* [Source document]:
* begin *

The illustrated memory includes both random access memory (RAM) and
read only memory (ROM).
As it is to be described in more detail hereinafter, the memory 18
stores a plurality of sets of data, or basis functions, wherein
each of the sets represents a speech waveform segment recorded at a
basic storage rate. This storage may be accomplished by storing
digitally coded amplitude samples of the analog waveform, the
samples being determined at a uniform basic sampling rate. Each set
of data defines a waveform including two or more formants, which
are harmonics occurring in voice sounds and which are
mathematically modeled by expressions representing time dependent
variations of speech amplitude. These expressions vary from one
sound to another. The microprocessor 15, the input/output device
20, the digital-to-analog converters 11 and 12 and the speaker 13
cooperate to produce a speech waveform by selecting and reading out
a sequence of selected ones of the encoded recorded waveform
segments, converting them into analog waveform segments and
concatenating the analog segments into a voice sound.
By means of other information stored in the memory 18 and also
selected by the microprocessor 15, the recorded waveforms can be
read out of memory at the basic sampling, or storage, rate or at a
different rate than the basic storage rate. By reading out the
waveforms at a rate that is different than the basic storage rate,
it is possible to span the appropriate frequency spectrum for
quality voice production with a small number of recorded sampled
voice waveform segments. By so limiting the number of recorded
voice waveform segments, it is possible to produce quality sounds
for a large vocabulary with relatively little memory and at low
cost. The cost, however, will be related to the size of the
vocabulary desired because each word sound to be produced must be
described by a list of data points.
Cost also is limited because a microprocessor, rather than a larger
more expensive computer, controls the sound production operation.

* end *

* [Task instructions]:
a – In the speech synthesis passage, which two kinds of memory does the illustrated memory include?
b – Copy the speech synthesis passage word for word, from "By means of" to "of data points.".

* [Source material]:
* begin *

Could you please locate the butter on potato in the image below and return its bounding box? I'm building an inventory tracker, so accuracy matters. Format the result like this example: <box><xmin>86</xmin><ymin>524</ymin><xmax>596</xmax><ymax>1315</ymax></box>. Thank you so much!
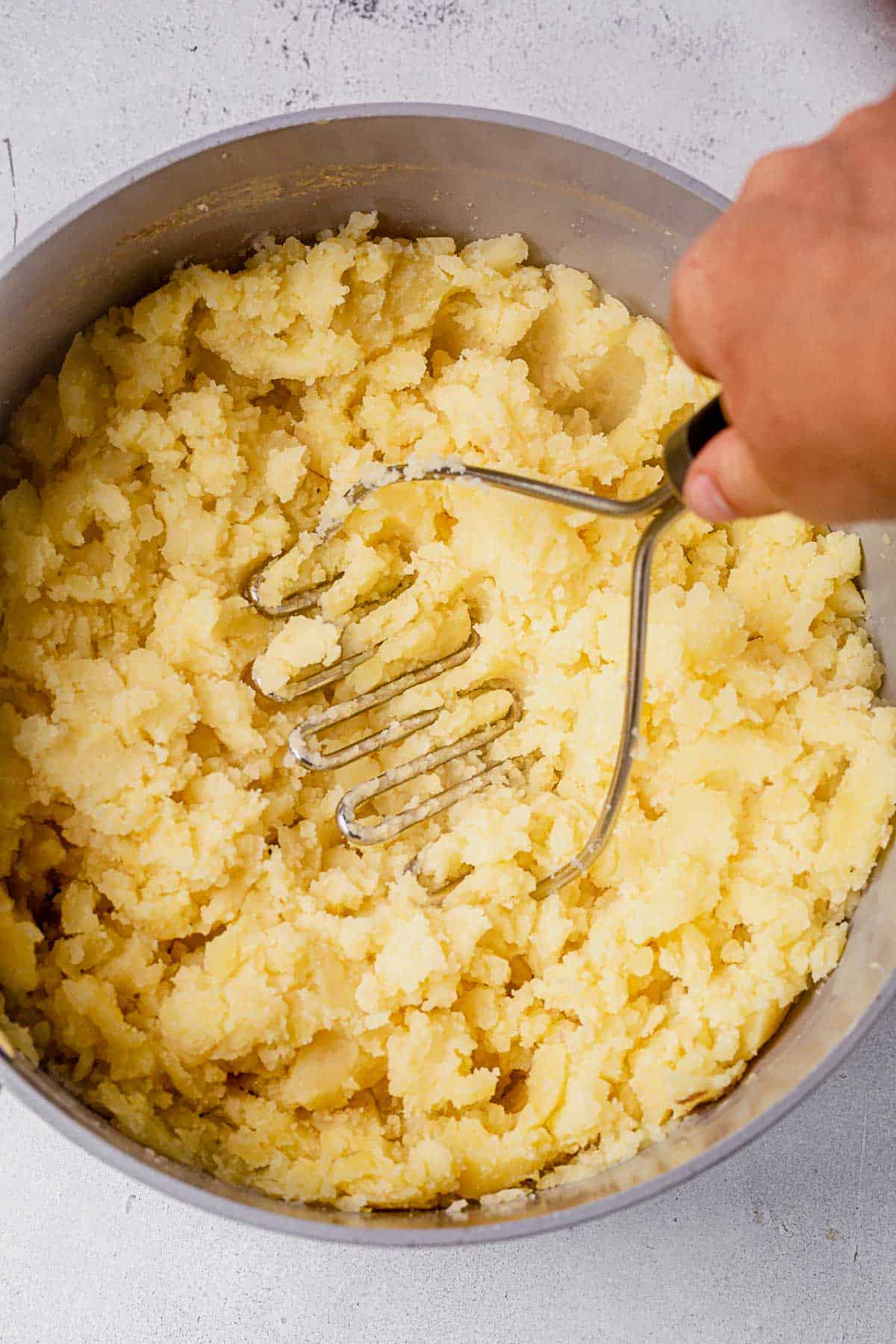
<box><xmin>0</xmin><ymin>215</ymin><xmax>896</xmax><ymax>1208</ymax></box>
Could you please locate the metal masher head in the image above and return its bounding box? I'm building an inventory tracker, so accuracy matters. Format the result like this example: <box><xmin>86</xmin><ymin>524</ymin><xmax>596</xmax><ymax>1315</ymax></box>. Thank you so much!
<box><xmin>243</xmin><ymin>398</ymin><xmax>727</xmax><ymax>897</ymax></box>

* end *

* [Results]:
a – Random access memory (RAM) and read only memory (ROM).

b –
By means of other information stored in the memory 18 and also
selected by the microprocessor 15, the recorded waveforms can be
read out of memory at the basic sampling, or storage, rate or at a
different rate than the basic storage rate. By reading out the
waveforms at a rate that is different than the basic storage rate,
it is possible to span the appropriate frequency spectrum for
quality voice production with a small number of recorded sampled
voice waveform segments. By so limiting the number of recorded
voice waveform segments, it is possible to produce quality sounds
for a large vocabulary with relatively little memory and at low
cost. The cost, however, will be related to the size of the
vocabulary desired because each word sound to be produced must be
described by a list of data points.